• Record excerpts
* Start *
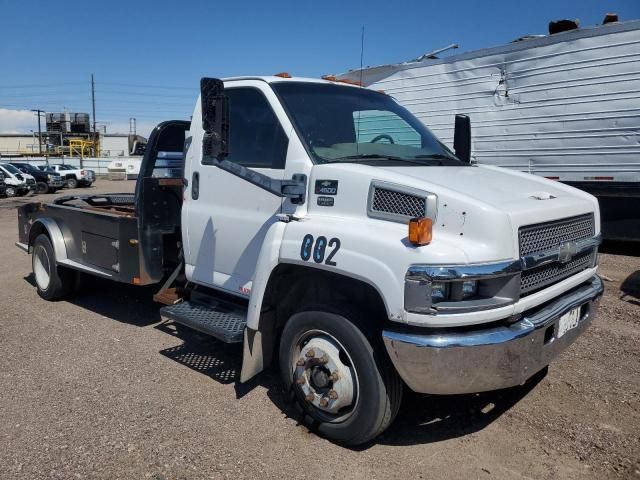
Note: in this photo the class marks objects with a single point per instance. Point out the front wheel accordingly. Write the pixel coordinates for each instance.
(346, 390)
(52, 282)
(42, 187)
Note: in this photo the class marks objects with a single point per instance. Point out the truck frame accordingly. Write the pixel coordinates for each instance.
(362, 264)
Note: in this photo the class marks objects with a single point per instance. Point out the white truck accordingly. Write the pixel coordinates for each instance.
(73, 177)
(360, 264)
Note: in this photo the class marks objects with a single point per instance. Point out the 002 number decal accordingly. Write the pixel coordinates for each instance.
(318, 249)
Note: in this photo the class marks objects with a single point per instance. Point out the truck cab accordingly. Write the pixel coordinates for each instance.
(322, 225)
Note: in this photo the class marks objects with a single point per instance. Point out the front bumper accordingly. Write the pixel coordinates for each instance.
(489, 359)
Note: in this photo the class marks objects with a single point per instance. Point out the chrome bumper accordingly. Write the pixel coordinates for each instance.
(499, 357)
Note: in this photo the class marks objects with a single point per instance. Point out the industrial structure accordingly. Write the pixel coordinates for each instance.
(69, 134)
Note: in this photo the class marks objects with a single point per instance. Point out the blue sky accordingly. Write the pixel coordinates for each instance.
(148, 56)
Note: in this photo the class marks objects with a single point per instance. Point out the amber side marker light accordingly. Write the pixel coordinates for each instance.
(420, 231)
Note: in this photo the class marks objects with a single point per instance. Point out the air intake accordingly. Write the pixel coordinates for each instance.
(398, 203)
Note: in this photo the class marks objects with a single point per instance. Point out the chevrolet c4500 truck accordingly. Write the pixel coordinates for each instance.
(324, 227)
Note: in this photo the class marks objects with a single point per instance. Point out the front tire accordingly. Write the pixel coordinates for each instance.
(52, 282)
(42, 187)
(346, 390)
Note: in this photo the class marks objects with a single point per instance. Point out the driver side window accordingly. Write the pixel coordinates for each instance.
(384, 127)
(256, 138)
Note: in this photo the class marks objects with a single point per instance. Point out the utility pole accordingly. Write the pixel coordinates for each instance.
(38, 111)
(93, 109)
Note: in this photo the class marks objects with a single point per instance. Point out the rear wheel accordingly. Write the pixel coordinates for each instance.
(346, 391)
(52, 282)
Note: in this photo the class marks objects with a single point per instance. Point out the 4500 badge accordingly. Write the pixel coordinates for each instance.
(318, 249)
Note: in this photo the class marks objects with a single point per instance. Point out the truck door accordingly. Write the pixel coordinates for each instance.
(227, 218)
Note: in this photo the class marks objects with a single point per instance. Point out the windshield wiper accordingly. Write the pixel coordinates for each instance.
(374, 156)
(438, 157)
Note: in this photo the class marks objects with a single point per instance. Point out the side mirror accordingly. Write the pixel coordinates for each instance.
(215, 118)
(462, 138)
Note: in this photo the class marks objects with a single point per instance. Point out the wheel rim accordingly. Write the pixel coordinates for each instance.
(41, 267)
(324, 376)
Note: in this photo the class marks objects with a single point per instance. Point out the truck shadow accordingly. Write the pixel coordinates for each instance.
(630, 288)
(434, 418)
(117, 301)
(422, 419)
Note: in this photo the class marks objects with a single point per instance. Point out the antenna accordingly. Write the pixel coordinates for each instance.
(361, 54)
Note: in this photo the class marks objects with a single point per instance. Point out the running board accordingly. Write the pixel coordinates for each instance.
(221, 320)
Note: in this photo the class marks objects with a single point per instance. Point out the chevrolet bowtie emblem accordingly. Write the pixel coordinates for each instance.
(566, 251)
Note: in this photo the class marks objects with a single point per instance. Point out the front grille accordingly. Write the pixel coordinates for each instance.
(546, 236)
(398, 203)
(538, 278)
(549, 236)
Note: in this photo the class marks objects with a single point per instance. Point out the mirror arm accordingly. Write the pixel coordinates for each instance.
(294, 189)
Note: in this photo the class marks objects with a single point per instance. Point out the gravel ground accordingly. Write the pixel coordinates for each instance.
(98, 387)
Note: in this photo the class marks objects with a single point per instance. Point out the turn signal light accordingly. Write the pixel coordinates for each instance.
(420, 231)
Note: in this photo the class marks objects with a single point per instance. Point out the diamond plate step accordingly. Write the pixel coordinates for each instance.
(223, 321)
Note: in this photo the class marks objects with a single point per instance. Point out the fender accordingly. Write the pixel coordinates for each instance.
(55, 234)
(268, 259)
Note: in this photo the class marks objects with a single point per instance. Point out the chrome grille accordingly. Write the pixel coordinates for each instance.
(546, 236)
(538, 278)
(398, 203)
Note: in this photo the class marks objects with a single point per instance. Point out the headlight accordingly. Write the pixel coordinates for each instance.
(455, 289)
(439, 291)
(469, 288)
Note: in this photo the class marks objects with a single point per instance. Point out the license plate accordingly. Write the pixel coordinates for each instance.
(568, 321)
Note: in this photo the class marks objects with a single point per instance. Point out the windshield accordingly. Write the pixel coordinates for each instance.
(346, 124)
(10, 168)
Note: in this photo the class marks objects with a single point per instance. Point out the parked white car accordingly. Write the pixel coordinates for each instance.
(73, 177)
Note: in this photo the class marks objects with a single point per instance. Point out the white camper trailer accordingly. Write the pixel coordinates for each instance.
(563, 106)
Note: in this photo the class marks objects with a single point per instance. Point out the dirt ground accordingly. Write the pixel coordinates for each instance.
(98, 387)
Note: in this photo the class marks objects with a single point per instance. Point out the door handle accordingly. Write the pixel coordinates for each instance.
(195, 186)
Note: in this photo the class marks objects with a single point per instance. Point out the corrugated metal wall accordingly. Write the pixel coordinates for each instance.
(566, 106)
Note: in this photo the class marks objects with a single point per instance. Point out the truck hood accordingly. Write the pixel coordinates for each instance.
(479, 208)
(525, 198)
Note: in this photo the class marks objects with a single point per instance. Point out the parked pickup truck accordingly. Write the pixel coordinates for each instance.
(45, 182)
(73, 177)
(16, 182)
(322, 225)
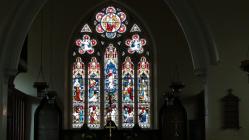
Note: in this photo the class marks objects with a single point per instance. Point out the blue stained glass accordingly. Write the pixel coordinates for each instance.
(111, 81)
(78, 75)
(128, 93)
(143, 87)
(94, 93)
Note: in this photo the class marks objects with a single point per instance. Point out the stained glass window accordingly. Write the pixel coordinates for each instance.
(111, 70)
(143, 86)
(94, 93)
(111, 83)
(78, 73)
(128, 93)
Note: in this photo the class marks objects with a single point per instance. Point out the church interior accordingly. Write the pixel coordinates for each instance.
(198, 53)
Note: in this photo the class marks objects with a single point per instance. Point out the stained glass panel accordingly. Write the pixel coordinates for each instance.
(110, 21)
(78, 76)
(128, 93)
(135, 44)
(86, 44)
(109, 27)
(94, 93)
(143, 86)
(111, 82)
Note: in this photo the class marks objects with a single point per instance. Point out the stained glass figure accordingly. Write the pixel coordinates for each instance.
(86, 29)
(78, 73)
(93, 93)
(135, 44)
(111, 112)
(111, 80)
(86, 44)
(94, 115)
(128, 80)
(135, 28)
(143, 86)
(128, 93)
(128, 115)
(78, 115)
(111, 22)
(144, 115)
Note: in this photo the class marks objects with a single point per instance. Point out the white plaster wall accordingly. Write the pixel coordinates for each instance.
* End *
• What to work on
Images in the data above are to be skipped. Retype all other material exactly.

• Written response
Note: in this photo the class marks objects with a single point per instance. Point out the front wheel accordingly. Write the pixel coordinates for each instance.
(346, 390)
(52, 282)
(42, 187)
Note: in this photo the class marks objects with a single point per instance. Point out the truck frame accordingly. Write the pixel coordinates for each instance.
(362, 264)
Note: in this photo the class marks objects with a single point per instance. Point out the white truck accordingly. Write the pixel coordinates for each instance.
(73, 177)
(360, 264)
Note: in this photo the class marks objects with a single point per instance. Point out the 002 number decal accordingly. Write the pixel coordinates for each instance.
(318, 249)
Note: in this photo the class marks objects with a single point per instance. Point out the truck cab accordingly. Write the pixel coordinates for each instance.
(322, 225)
Note: in this photo the class marks objects with a single point per instance. Point out the front bumper accordingly. Write the pixel coordinates for each instance.
(489, 359)
Note: in this photo the class marks objects with a single point per instance. Point out the chrome bumper accordingly. Write the pixel coordinates for each instance.
(499, 357)
Note: in this photo the class marks objects with a single point per instance. Point out the industrial structure accordingly. Write the pixel coordinates for each instance.
(69, 134)
Note: in this photo the class marks objects with a single point per instance. Point out the blue sky accordingly. Write the pixel coordinates for each instance.
(148, 56)
Note: in this photo the class marks objects with a single point per instance. Point out the amber side marker light accordingly. Write the pixel coordinates for each instance.
(420, 231)
Note: in this photo the class marks objects with a single point per instance. Point out the air intake accordingly. Write the pixel coordinates for each instance.
(398, 203)
Note: in this photo the class marks objects with a single point per instance. Point out the chevrolet c4500 truck accordingly. Write the pixel coordinates for each instance.
(324, 227)
Note: in this photo the class marks objects with a single point per instance. Point out the front tire accordingly. Write the pixel coordinates for each instance.
(52, 282)
(42, 187)
(346, 390)
Note: in this photo the class marks objects with a single point per instance. Point out the driver side window accordingly. Write the pixel coordinates for each instance.
(384, 127)
(256, 138)
Note: in this photo the class marks objects with a single point per instance. Point out the utility pole accordingly. Write the pixel coordinates for each instance.
(38, 111)
(93, 109)
Note: in this photo the class marks objects with a single point per instance. Point out the rear wheel accordingly. Write the pixel coordinates for each instance.
(346, 391)
(52, 282)
Note: in this photo the class marks objects with a single point per instance. Point out the 4500 badge accordingly. Write the pixel coordinates for each instance.
(318, 249)
Note: in this photo the class marks objects with a single point per instance. Point out the truck door accordingly. Write the pixel coordinates for each instance.
(227, 218)
Note: in this photo the class marks objects with a single point per instance. Point out the windshield wiper accordingly. Write the pixel coordinates for each instance.
(374, 156)
(438, 157)
Note: in this photo the class marks objects with a single point per instance. Point out the side mirror accordingly. Write the pixel coordinates for each instance.
(215, 118)
(462, 138)
Note: in this photo the class marks objects with a single point per instance. Point out the wheel rim accordingly. Write the pixel coordinates for each instance.
(41, 267)
(324, 376)
Note: in this photo the class marks objects with a single point per instance. Point out the truck shadow accordingly. Write the pixel coordinates for each instance.
(630, 288)
(434, 418)
(117, 301)
(422, 419)
Note: in this photo the class marks objects with a single point per instance. Point out the antenna accordingly. Write the pixel coordinates for each instance.
(361, 54)
Note: in this photo the class marks objects with a single point per instance. Point out the running board accordingly. Write the pixel coordinates for each instance.
(221, 320)
Note: in this photo the class marks objects with a single point per instance. Point out the chevrolet bowtie emblem accordingly. Write the pixel coordinates for each instance.
(566, 251)
Note: in this photo the class marks objects with a single point per instance. Point out the front grille accordingly. Write the pixel coordinates for each instance.
(546, 236)
(398, 203)
(538, 278)
(549, 236)
Note: in this photo the class marks objects with a single point per instance. Point out the mirror arm accordingly. Write the pixel coordinates for each instance.
(294, 189)
Note: in this photo the class marks objects with a single point per instance. Point out the gravel ground accordingly. Write the pixel coordinates for each instance.
(98, 387)
Note: in this photo the class marks objects with a single point per instance. Point out the turn signal light accordingly. Write the pixel coordinates for each instance.
(420, 231)
Note: in this photo the class marks objects with a single point per instance. Point out the diamond plate step accordingly. Write the pixel coordinates for each instance.
(223, 321)
Note: in this photo the class marks objects with a single point per instance. Point out the fender accordingly. Write the pixel coordinates for each instance.
(55, 234)
(268, 259)
Note: in this photo the class marks objects with a single point per instance. Point out the chrome grille accordingly. Write the pixel coordinates for each instance.
(546, 236)
(538, 278)
(398, 203)
Note: in this photo the class marks objects with a single point per instance. Point out the headlight accordingly. Write the pixel coordinates for each instance.
(455, 289)
(439, 291)
(469, 288)
Note: in this photo the class marks objects with a single point per instance. Point out the license plate accordingly. Write the pixel coordinates for each instance.
(568, 321)
Note: in this photo the class marks objects with a single point per instance. Point out the windshield accordingly. Write the pixel coordinates for each instance.
(346, 124)
(10, 168)
Note: in this photo the class marks objects with a single point per instance. Point out the parked white car accordingly. Write the pixel coordinates for each instance.
(73, 177)
Note: in this photo the class marks objects with a single point per instance. Point out the white camper trailer accordingly. Write the pixel coordinates for each instance.
(563, 106)
Note: in this photo the class marks objects with a single point per instance. Point out the dirt ground accordingly. Write the pixel coordinates for each instance.
(98, 387)
Note: in this photo the class marks objects with a single point per instance. Point out the door handle accordingly. Write the pixel coordinates for each instance.
(195, 186)
Note: in this photo the class marks objects with a single point per instance. Point out the corrugated metal wall accordingly. Write the pixel coordinates for each instance.
(566, 106)
Note: in this photo the class marks objects with a single point per instance. Point out the truck hood accordingly. Write the pixel coordinates for each instance.
(479, 208)
(525, 198)
Note: in this photo the class marks objects with a single point per instance. Point out the parked pickup truck accordingly. Write the pixel coordinates for each instance.
(45, 182)
(73, 177)
(16, 182)
(322, 225)
Note: in this photo the class marks objects with a single point per instance. Point out the blue stained glass accordingly. Write the pixel coordinates for each instance.
(111, 81)
(78, 75)
(128, 93)
(143, 87)
(94, 93)
Note: in this photo the class marks objects with a single point per instance. Point out the stained glass window accordingly. Write the pixel coordinates for each instance.
(111, 70)
(143, 86)
(94, 93)
(111, 83)
(78, 73)
(128, 93)
Note: in this photo the class marks objects with a single point per instance. Point out the church interior accordingly. Write the pixel coordinates for each instance.
(198, 53)
Note: in this photo the class marks objects with a single point per instance. Point out the stained glass panel accordingly. Write the pixel coordinates for each instance.
(110, 21)
(78, 76)
(128, 93)
(135, 44)
(86, 44)
(109, 27)
(94, 93)
(143, 86)
(111, 82)
Note: in this photo the class marks objects with a single point per instance. Point out the stained glass figure accordingly. Write the pixel coordinates for each instance.
(86, 29)
(78, 73)
(93, 93)
(135, 44)
(111, 112)
(111, 80)
(86, 44)
(94, 115)
(128, 80)
(135, 28)
(143, 86)
(128, 93)
(128, 115)
(78, 115)
(111, 22)
(144, 115)
Note: in this photo the class marks objects with a single point per instance. Point out the white plaster wall accordingly. Write the pixel coordinates for each instance.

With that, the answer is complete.